## Task brief
Nothing but the lines from the start of the records below through the line that has "the white wall" should appear, each exactly as given.

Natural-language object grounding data
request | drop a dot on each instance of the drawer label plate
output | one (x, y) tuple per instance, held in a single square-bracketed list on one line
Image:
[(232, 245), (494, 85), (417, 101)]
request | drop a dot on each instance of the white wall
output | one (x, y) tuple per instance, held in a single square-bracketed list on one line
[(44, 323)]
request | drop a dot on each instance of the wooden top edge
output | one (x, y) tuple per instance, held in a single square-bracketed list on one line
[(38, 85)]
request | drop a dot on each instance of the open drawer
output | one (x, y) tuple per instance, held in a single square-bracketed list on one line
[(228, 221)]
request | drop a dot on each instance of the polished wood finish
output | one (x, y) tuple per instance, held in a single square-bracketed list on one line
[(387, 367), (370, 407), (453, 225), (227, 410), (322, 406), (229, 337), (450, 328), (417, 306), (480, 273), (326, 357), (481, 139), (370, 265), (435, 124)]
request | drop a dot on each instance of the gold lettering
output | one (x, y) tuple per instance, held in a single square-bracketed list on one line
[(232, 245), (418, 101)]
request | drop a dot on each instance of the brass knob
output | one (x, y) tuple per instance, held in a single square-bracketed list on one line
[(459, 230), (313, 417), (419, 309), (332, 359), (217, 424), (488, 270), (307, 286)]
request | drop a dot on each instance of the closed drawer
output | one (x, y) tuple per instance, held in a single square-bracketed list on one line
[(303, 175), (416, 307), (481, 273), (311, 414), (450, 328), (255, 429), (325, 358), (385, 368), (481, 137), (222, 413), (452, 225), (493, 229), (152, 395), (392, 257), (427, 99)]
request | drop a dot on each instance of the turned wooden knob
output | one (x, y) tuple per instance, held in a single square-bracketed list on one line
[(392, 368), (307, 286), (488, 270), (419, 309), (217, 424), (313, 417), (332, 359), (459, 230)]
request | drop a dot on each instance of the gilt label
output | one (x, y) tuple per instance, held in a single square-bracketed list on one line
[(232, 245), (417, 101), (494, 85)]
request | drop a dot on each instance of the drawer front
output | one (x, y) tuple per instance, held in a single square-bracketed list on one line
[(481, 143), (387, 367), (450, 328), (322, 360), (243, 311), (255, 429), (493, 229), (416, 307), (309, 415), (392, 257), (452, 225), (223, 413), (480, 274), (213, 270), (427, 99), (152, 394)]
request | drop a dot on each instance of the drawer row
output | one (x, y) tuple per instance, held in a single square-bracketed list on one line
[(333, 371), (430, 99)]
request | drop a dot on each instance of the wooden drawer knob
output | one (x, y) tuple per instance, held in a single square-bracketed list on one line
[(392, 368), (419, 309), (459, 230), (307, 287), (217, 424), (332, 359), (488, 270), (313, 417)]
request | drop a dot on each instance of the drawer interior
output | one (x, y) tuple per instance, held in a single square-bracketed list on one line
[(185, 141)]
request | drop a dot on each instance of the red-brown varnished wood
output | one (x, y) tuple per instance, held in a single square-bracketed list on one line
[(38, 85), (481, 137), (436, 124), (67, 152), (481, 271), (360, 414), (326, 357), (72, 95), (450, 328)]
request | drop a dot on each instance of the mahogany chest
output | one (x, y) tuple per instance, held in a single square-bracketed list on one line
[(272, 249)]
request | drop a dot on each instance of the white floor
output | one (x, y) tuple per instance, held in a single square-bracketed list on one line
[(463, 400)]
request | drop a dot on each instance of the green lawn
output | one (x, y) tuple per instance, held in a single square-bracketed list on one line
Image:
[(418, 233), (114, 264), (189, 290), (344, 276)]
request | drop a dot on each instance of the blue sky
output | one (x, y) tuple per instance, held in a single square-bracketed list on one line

## Written response
request | drop a dot on each instance of the drawer label plate
output | one (x, y) tuple per instance, held in a single square-bracketed list on one line
Image:
[(232, 245), (494, 85), (417, 101)]
request | drop a dot on each instance of the white wall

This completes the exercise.